### What is expected:
Please continue the forum thread about the unidentified dials in the closet box from the point where it stops.

══ Quoted text

# Anyone seen this before???



## Jbird66 (Oct 26, 2010)

what does it look like inside the cabinet?


----------



## oldtimer (Jun 10, 2010)

rallyz69 said:


> Homeowners states no lawn sprinkler system was ever installed....
> 
> what could it be?



They look like timers. Increments of 3 minutes.


----------



## JohnR (Apr 12, 2010)

I would connect my underground tracer, and follow it till I found something. 

Do they have a pool? Possibly pool lights? are those minutes or hours?


----------



## guest (Feb 21, 2009)

I'm betting they are level (volume) controls for a whole-house audio system or outdoor speakers.

The infinity symbol and scale give it away.


----------



## rallyz69 (Mar 16, 2011)

Good point that would explain the thermosat wire connected to each knob. No wires are visible anywhere in the house . This box was mounted in a closet.


----------



## 480sparky (Sep 20, 2007)

mxslick said:


> I'm betting they are level (volume) controls for a whole-house audio system or outdoor speakers.
> 
> The infinity symbol and scale give it away.



Wow. An audio system with an infinite output.

Maybe the music I'm hearing is coming from India.


----------



## sparky.jp (May 1, 2009)

480sparky said:


> Wow. An audio system with an infinite output.
> 
> Maybe the music I'm hearing is coming from India.


Wow. Those dials go WAY past 11, so they must be a lot louder than the amps that Spinal Tap uses.


----------



## doubleoh7 (Dec 5, 2009)

sparky.jp said:


> Wow. Those dials go WAY past 11, so they must be a lot louder than the amps that Spinal Tap uses.


 

Spinal Tap's amps are only 1 louder than 10. That was almost 30 years ago. I bet there are amps now that go to 20 or more.


----------



## MF Dagger (Dec 24, 2007)

It could be dials for just about anything seeing as how there is no other information. My guess is that they are for infinite brainwave repeaters buried in the ceiling, make sure you wear your tinfoil hat next time you go over.


----------



## MF Dagger (Dec 24, 2007)

Also FYI if you set the one on the left at 6 and the one on the right slightly between 21 and 24 you will probably die.


----------



## M3g4D37H (Apr 1, 2011)

That was in the movie "Back To The Future" when Marty plugged into the doc's amp.


----------



## MF Dagger (Dec 24, 2007)

M3g4D37H said:


> That was in the movie "Back To The Future" when Marty plugged into the doc's amp.


What does your name mean? It looks like "massage for death". If that is what it is I want you to know I'm stealing it for a band name.


----------



## thegoldenboy (Aug 15, 2010)

MF Dagger said:


> What does your name mean? It looks like "massage for death". If that is what it is I want you to know I'm stealing it for a band name.


Megadeth... It's already a bands name :thumbsup:


----------



## MF Dagger (Dec 24, 2007)

Well I got dibs on Massagedeth.


----------



## HARRY304E (Sep 15, 2010)

════
══ Dataset content

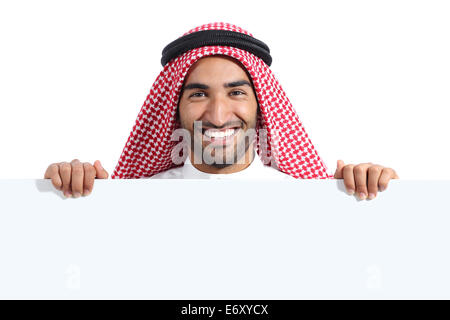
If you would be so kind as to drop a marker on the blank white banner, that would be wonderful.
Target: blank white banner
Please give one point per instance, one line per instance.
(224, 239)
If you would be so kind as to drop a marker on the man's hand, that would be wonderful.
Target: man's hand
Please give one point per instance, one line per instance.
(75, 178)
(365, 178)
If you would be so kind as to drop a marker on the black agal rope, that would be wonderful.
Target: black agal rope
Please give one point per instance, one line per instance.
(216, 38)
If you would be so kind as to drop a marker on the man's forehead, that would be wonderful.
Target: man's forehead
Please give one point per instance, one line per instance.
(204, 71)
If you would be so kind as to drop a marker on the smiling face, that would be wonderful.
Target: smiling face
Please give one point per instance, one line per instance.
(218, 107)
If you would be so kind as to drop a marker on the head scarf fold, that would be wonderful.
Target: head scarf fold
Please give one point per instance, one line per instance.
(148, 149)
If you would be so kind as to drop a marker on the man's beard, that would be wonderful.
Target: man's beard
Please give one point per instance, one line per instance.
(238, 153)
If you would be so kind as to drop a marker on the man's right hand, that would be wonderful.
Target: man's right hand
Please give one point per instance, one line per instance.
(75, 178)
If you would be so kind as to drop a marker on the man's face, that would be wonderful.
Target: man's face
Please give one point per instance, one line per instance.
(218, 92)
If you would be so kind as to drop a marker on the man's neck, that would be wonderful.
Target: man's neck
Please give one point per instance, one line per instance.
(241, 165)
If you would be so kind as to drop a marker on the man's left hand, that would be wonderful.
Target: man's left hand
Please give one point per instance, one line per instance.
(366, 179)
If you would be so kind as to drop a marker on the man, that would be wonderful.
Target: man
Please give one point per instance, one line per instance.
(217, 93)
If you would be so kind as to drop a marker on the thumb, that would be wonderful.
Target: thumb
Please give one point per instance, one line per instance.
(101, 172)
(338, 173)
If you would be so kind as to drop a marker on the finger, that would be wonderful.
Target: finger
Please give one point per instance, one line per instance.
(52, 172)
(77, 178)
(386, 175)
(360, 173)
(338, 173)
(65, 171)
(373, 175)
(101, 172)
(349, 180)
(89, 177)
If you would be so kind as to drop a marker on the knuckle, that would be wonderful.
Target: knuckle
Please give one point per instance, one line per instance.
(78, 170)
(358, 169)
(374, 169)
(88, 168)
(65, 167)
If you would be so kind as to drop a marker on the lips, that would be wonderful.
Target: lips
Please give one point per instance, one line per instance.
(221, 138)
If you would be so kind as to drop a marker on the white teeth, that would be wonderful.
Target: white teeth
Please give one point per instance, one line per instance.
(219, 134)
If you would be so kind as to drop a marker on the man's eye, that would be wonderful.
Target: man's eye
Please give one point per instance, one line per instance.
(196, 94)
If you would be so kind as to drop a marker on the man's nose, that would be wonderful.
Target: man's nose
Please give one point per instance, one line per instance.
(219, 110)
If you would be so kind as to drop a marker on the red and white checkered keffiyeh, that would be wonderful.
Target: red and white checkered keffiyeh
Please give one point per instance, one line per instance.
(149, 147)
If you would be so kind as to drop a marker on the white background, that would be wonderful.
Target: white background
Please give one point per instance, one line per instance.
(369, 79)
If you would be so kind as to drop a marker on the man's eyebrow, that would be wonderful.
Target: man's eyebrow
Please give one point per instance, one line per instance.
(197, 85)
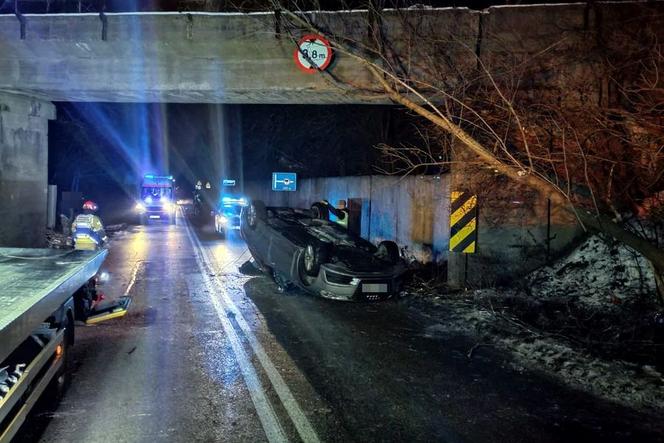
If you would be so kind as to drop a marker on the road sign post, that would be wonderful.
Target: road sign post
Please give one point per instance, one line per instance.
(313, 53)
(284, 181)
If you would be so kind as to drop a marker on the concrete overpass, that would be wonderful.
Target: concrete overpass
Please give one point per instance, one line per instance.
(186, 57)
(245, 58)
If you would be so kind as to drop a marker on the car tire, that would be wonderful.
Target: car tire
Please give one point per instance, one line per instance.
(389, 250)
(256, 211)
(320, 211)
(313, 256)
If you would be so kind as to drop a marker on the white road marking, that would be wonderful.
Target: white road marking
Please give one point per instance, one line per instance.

════

### Answer below:
thegoldenboy said:


> Megadeth... It's already a bands name :thumbsup:


 That is a good name for an Electrical company..:thumbup::laughing::laughing:


----------



## guest (Feb 21, 2009)

480sparky said:


> Wow. An audio system with an infinite output.
> 
> Maybe the music I'm hearing is coming from India.


LOL good one. 

But in early audio gear, volume controls were (correctly) referred to as attenuators. The numbers represent the attenuation, in decibels, referenced from maximum output (the "0") to full attenuation of the output so no sound is heard, the "infinity". 

Very common to see volume controls (or faders as they are known in my biz) marked like these in cinemas from the early days of sound films.


----------



## oldtimer (Jun 10, 2010)

mxslick said:


> LOL good one.
> 
> But in early audio gear, volume controls were (correctly) referred to as attenuators. The numbers represent the attenuation, in decibels, referenced from maximum output (the "0") to full attenuation of the output so no sound is heard, the "infinity".
> 
> Very common to see volume controls (or faders as they are known in my biz) marked like these in cinemas from the early days of sound films.




I think you hit the nail on the head...... makes sense to me.

I went back and looked at the o.p.


----------



## rnr electric (Jan 29, 2010)

im not sure what these are without looking at the internals, looks like an old time attenuator I am however worried about 27.. What happened to 27. i dont even care what they are now, they both go from 24 straight to 30


----------



## kaboler (Dec 1, 2010)

It jumps from 24-30. That's a larger jump. Maybe they're the world's oldest focusing mechanism on a pair of periscope binoculars on a uh... spy van!!!!!


----------



## oldtimer (Jun 10, 2010)

Jbird66 said:


> what does it look like inside the cabinet?


 If we could see it with the cover removed, someone may be able to determine what it is. It has me curious!:detective:


----------



## willy roux (Apr 7, 2011)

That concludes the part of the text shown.